Start of DATA SHOWN

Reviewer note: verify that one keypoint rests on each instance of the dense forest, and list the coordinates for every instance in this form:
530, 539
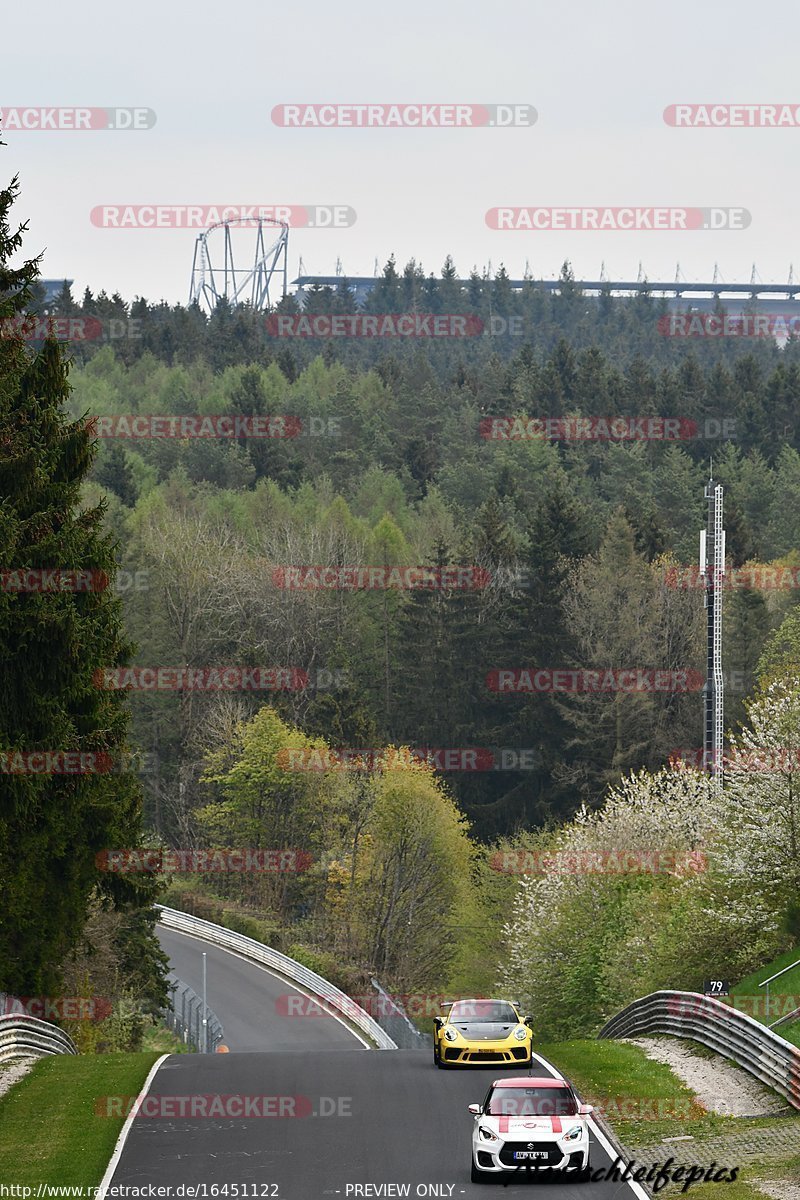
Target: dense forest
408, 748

End of DATA SHOWN
Start of DATA SHOWN

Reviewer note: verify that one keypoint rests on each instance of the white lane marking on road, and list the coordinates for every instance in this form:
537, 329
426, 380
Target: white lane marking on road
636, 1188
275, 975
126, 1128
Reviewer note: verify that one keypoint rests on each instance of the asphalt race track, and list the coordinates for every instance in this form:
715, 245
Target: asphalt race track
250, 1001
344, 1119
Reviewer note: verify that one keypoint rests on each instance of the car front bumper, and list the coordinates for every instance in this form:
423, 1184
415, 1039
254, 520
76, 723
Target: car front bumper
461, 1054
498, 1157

End of DATA SHOWN

• **BRIEF**: List every line in the entries above that contains the word "road", copying each one in full.

• **ANSWER IN FULL**:
Reviewer note: verify that one keypoint rests on each instance of the white lane marking on road, and list the coordinates for every instance in this form:
Target: white lane marking on road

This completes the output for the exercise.